*EXCERPTED PASSAGE*.
Philanthropist Alan Zekelman of Bloomfield Hills addressed the dinner guests, explaining his connection to Chabad – a Chassidic group who follow the teachings of the dynasty of Lubavitcher rabbis – and his motivation for donating $2 million to renovate Oak Park’s Mishkan Israel building. The synagogue at Nine Mile and Coolidge also houses the Lubavitch boys yeshiva. It was built in 1958, and is sorely in need of refurbishing.
“Our yeshiva is a source of energy and our future leaders; now we’ll have a beautiful home,” said Rabbi Kasriel Shemtov, head of Mishkan Israel.
“There is no more satisfying feeling than being part of this process,” Zekelman said.
When Wanda Zekelman passed away a year and a half ago, Alan Zekelman went to Mishkan Israel to say Kaddish for his mother, and was disheartened by the condition of the building. With his donation, the facility will be renovated and doubled in size to 20,000 square feet. Also, apartments adjacent to the building were purchased and will be remodeled for use as boys dormitories.
To the sizable enclave of Chabad families who live in the Nine Mile area, the investment means a commitment to their neighborhood. The building project represents a major step in revitalizing and stabilizing the area that anchors the South Oak Park Jewish community.

*DATA LISTING*.
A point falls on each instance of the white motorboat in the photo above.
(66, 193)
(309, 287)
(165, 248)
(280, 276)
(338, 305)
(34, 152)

*TASKS TO PERFORM*.
(1) Answer these questions from the passage on the Mishkan Israel renovation:
(a) In what year was the synagogue built?
(b) How large will the facility be after the renovation?
(c) Who is the head of Mishkan Israel?
(2) Translate this sentence from the passage on the Mishkan Israel renovation into Spanish: "Also, apartments adjacent to the building were purchased and will be remodeled for use as boys dormitories."

*TASK-BY-TASK ANSWERS*.
(1)
(a) 1958
(b) 20,000 square feet
(c) Rabbi Kasriel Shemtov

(2) Además, se compraron apartamentos contiguos al edificio, que se remodelarán para usarse como dormitorios de varones.